— START OF EXTRACT —

Even if they ever do get the debt under control they go right back to making more debt, ignoring that they may have cleared the way for some high-return investments that are going unstaffed, particularly any kind of tooling that might prevent the high-interest debt from returning.

Failmode: A Technical Debt Team

Worse, a team might be formed with a mandate to pay down debt. This was one of the teams I led at Square back when we had a Rails monolith that was on fire. My teammates and I dove into the inferno and tried to tame the most central and somehow most neglected part of the company’s product.

Unsurprisingly, it was really hard. But the worst part wasn’t the work, it was watching other teams ship features quickly on top of the mess we were cleaning and feeling like we were somehow losing ground despite our efforts.

As a colleague of mine once put it, this “tech debt team” pattern is like sending one team to the office basement and another on a free cruise. The incentive and context mismatch is a recipe for relational conflict between otherwise friendly colleagues.

Failmode: Locally-visible debt reductions

This last pattern is the most intuitive one: Just letting each engineer and team fix the debt nearest them as they see fit.

The benefit of this is that the person paying down the debt probably has the most local context and is likely to move quickly. But there’s no telling whether this is actually important debt. Is this engineer bailing out a sinking ship or are they rearranging chairs on deck while the whole vessel goes down? We return to the same prioritization problem: How do we figure out which debts to pay down with our finite time?

Leadership needs to provide direction on which debts to service interest on, which to pay off the principal, and which to ignore. And executive leadership needs to provide that direction over an articulable time horizon.

The bulk of this work is accomplished merely by facilitating a healthy, public, and ongoing discussion among your most senior engineers about the various debts across the company. The truth is distributed unevenly through the minds of your engineers and no individual has the full picture.

This might look like a periodic Technical Business Review meeting where senior engineers update a living document to reflect what they see in the system and spin off any important conversations. It might also be just a leadership culture of giving senior ICs the encouragement and time to explore problems and report on their findings. Either way, most of the debt-tracking work is accomplished by letting the people who can perceive the problems surface them.

That will give you knowledge about your debt portfolio and investment opportunities. But it’s up to you to use that info to make company-level technical debt financing decisions.

Technical Debt Interest Rates

The debt financing metaphor applies much more broadly that we might expect. Not only are there debts and investments, but each debt has a specific interest rate and each investment has an expected return. This is what allows us to prioritize which debts to pay down.

Consider the situation where you owe money on student loans and also to a payday lender. The student loans are at 5% interest and the payday loans are at 100%. You get a surprise $1K as a gift, where do you pay the balance? Maybe split it evenly, $500 on each?

Under this scenario every dollar you get should go to the payday loan until you have it fully paid off. In fact, if you could somehow take out more debt at the 5% rate and use that cash to pay down the higher interest loan that would be wise.

— END OF EXTRACT —

PROBLEM DESCRIPTION =>
Copy the part of the technical debt text that begins with "Even if they" and ends after "despite our efforts.", changing "inferno" to "blaze".

— START OF RECORD EXTRACTS —

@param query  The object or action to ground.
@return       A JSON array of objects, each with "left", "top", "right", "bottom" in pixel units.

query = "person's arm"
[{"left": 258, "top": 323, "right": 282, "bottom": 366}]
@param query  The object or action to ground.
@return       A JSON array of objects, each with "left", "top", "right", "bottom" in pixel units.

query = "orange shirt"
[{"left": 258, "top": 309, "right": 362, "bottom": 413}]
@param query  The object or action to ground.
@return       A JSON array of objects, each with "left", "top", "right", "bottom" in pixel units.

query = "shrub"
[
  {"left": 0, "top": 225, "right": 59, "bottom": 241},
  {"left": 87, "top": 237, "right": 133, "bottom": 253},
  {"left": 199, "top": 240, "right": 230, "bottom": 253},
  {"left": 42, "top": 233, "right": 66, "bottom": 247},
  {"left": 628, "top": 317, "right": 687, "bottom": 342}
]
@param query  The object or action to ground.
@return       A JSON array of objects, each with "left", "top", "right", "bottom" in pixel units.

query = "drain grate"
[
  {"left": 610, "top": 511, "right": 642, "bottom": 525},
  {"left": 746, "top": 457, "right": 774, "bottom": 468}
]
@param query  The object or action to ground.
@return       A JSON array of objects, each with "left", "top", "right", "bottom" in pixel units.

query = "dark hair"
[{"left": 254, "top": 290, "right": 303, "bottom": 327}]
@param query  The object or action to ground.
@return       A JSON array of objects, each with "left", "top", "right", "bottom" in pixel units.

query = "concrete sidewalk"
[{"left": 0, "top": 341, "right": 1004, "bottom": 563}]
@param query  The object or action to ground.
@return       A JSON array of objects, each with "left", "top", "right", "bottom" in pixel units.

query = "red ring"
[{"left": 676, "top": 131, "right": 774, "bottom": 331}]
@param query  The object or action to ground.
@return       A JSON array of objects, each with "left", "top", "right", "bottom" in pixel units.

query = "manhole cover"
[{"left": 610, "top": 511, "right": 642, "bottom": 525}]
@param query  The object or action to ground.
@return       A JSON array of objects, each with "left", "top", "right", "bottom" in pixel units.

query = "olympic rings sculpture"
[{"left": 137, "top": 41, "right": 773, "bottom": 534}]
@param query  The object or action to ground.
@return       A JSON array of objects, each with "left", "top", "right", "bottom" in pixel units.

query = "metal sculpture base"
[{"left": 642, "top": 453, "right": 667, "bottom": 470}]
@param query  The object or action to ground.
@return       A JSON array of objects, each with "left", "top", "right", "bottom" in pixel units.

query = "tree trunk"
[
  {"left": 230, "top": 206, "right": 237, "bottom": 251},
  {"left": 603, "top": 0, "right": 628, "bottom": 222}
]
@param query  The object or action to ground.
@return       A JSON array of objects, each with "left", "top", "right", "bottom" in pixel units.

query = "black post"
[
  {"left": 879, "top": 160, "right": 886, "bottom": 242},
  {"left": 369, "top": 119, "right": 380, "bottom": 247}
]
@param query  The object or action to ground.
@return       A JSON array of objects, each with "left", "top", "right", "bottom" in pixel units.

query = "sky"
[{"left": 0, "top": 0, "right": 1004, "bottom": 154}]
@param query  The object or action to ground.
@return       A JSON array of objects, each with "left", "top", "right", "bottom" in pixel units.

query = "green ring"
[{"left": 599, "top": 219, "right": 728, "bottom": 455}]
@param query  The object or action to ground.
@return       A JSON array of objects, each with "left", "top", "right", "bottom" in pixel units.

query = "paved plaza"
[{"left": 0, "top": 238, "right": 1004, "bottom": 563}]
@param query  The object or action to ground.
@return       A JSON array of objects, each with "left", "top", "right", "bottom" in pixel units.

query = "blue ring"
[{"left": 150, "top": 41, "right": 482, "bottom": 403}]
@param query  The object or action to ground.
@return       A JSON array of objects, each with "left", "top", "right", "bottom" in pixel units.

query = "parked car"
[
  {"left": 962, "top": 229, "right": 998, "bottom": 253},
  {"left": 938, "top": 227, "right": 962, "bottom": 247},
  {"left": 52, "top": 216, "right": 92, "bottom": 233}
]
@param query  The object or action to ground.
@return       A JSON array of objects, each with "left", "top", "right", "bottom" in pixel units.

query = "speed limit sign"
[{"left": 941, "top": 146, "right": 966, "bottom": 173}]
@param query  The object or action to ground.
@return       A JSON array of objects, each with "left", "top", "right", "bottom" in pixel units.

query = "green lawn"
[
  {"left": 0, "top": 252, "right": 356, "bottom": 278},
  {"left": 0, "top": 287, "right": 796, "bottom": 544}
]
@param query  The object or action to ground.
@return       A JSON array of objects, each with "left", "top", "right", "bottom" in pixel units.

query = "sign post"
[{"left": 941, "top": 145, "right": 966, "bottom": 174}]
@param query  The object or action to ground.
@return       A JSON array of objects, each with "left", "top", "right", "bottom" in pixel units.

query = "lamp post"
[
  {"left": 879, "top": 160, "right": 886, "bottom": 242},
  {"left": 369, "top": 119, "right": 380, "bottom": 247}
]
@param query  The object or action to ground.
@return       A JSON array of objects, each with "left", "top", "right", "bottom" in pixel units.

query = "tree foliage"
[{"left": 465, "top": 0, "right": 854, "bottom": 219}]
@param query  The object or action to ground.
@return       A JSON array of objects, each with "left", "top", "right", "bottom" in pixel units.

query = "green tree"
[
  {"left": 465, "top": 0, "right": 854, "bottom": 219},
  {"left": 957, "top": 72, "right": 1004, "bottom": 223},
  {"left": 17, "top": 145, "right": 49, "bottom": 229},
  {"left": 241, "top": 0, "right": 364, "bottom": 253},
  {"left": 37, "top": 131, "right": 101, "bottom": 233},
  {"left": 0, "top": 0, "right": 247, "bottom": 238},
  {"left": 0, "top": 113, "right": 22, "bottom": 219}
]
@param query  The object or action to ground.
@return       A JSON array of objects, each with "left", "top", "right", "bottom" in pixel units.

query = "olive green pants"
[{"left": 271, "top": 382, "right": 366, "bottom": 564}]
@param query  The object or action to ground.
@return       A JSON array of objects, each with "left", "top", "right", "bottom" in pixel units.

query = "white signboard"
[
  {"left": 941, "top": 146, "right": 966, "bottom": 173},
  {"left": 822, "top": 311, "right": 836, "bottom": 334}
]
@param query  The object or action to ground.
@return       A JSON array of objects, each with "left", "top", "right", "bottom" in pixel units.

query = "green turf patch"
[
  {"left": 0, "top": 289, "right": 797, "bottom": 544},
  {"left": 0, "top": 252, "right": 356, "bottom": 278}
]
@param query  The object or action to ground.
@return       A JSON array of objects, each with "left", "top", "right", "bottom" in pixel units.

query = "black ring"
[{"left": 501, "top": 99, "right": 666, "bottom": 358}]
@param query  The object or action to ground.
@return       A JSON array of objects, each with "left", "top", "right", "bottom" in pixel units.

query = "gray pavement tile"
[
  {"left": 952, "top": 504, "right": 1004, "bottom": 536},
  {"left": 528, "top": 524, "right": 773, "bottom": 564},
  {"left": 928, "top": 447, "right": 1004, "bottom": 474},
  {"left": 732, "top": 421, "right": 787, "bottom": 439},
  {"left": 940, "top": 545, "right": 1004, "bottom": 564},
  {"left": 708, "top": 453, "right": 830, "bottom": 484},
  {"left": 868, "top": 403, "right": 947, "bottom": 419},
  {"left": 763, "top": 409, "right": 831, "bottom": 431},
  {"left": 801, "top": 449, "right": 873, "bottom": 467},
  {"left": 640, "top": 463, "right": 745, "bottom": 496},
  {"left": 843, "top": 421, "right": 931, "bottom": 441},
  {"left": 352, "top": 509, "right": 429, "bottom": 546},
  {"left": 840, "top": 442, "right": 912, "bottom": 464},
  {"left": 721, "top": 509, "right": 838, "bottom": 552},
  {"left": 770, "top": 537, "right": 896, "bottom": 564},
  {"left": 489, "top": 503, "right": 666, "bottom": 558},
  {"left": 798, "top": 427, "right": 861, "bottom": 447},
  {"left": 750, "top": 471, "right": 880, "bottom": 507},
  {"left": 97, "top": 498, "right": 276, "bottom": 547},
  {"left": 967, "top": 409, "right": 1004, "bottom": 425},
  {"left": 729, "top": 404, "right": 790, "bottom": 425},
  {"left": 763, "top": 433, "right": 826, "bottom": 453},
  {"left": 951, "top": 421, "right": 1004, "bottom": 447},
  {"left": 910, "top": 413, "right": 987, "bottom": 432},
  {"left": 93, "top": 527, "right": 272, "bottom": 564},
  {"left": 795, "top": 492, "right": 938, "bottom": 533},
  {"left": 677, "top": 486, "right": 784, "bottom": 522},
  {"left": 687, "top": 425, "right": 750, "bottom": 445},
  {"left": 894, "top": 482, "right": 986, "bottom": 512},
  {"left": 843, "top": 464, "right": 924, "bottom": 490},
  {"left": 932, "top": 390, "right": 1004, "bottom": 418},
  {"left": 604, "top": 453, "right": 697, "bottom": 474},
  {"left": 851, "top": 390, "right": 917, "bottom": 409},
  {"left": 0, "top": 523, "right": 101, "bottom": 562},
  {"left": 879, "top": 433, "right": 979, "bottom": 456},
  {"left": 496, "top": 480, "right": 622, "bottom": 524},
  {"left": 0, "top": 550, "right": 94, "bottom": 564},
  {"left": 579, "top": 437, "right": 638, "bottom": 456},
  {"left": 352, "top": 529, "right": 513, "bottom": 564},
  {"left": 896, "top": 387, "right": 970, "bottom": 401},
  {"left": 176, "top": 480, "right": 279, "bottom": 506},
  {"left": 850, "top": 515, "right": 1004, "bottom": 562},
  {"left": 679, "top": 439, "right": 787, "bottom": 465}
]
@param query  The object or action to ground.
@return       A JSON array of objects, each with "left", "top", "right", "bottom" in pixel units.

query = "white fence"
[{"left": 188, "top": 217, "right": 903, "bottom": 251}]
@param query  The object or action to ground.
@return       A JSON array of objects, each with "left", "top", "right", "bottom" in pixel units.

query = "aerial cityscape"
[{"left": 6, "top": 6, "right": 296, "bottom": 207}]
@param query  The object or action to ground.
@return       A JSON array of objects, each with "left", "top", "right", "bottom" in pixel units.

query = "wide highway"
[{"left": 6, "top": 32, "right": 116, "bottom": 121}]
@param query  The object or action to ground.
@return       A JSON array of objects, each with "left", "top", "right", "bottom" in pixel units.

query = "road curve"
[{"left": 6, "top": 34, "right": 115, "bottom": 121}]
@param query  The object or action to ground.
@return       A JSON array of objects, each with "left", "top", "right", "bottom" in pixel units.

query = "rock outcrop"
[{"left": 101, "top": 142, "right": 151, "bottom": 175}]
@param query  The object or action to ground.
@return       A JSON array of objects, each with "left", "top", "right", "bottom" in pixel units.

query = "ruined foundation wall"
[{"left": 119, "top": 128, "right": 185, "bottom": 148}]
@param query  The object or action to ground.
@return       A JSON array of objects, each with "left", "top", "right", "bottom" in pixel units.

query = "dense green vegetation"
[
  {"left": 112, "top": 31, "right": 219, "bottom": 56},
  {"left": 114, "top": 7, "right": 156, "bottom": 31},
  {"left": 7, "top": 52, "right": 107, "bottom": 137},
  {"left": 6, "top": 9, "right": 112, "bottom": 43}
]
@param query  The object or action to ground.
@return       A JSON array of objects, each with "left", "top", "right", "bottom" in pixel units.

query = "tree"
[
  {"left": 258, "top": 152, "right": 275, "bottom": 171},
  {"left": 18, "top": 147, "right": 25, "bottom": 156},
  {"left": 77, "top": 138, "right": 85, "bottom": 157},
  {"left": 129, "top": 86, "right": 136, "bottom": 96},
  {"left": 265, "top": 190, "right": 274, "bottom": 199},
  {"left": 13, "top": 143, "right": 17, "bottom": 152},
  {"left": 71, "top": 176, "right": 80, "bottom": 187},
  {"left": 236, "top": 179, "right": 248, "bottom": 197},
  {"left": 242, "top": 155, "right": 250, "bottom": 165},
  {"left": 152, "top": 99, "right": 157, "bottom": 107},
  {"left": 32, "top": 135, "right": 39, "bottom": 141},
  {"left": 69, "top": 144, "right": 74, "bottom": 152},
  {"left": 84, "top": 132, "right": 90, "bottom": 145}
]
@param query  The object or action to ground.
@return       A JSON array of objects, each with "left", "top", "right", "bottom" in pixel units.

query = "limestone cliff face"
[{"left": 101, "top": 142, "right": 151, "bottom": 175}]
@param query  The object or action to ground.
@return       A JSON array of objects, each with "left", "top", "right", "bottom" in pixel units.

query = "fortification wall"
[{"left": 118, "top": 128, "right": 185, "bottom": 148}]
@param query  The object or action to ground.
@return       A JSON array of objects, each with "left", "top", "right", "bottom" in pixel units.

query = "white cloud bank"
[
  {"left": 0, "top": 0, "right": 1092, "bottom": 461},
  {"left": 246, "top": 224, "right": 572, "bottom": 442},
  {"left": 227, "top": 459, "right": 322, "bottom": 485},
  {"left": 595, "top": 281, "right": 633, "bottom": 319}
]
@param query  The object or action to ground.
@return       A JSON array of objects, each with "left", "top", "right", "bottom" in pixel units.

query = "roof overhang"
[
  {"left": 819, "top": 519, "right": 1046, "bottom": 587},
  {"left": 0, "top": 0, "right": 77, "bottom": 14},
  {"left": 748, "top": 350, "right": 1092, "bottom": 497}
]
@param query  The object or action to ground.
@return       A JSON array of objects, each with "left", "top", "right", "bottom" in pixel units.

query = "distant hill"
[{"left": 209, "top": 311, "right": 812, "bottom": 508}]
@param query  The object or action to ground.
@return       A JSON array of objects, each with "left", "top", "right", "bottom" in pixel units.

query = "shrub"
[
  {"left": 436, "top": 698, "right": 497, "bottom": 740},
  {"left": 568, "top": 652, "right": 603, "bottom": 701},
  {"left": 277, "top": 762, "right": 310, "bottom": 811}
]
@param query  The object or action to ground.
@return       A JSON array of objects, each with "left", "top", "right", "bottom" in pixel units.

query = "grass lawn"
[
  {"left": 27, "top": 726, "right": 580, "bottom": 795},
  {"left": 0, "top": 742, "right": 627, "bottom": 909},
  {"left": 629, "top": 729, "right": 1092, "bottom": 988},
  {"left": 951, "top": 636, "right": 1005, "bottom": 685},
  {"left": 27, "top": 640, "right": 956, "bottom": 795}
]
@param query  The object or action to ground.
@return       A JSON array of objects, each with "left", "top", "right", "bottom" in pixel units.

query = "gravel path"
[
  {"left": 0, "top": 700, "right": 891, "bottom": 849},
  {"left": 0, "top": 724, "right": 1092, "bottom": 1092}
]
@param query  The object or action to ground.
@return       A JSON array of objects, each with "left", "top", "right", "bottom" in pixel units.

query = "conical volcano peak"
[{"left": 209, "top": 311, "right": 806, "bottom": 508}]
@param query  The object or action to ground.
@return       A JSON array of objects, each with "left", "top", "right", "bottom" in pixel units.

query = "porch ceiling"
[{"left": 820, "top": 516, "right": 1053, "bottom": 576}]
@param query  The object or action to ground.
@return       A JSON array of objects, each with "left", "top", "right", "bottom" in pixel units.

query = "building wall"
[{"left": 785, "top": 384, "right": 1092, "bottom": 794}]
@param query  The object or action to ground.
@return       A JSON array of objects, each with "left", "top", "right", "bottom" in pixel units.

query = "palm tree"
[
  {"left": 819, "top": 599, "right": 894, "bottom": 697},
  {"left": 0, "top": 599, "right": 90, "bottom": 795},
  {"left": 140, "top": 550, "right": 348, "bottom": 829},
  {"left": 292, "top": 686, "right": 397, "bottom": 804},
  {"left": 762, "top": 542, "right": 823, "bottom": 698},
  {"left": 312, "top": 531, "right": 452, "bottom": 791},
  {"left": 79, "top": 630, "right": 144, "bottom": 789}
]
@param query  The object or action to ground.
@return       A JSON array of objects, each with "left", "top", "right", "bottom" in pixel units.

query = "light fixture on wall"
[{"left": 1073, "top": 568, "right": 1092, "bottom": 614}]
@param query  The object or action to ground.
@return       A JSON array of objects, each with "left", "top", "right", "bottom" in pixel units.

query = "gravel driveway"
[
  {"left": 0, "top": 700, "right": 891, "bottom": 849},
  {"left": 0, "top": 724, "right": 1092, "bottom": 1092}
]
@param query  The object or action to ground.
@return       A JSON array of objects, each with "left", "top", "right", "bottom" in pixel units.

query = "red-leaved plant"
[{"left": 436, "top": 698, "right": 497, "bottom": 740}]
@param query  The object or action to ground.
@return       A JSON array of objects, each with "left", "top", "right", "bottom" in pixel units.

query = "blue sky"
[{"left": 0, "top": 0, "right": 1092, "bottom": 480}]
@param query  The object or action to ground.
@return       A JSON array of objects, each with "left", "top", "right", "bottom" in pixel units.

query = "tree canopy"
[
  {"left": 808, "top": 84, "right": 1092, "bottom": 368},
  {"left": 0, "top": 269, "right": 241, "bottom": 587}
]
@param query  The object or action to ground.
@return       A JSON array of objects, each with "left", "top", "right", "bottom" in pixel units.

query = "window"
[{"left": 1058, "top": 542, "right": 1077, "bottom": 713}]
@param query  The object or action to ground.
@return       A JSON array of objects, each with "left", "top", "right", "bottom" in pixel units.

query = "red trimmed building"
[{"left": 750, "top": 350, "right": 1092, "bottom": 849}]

— END OF RECORD EXTRACTS —

RESPONSE BELOW =>
Even if they ever do get the debt under control they go right back to making more debt, ignoring that they may have cleared the way for some high-return investments that are going unstaffed, particularly any kind of tooling that might prevent the high-interest debt from returning.

Failmode: A Technical Debt Team

Worse, a team might be formed with a mandate to pay down debt. This was one of the teams I led at Square back when we had a Rails monolith that was on fire. My teammates and I dove into the blaze and tried to tame the most central and somehow most neglected part of the company’s product.

Unsurprisingly, it was really hard. But the worst part wasn’t the work, it was watching other teams ship features quickly on top of the mess we were cleaning and feeling like we were somehow losing ground despite our efforts.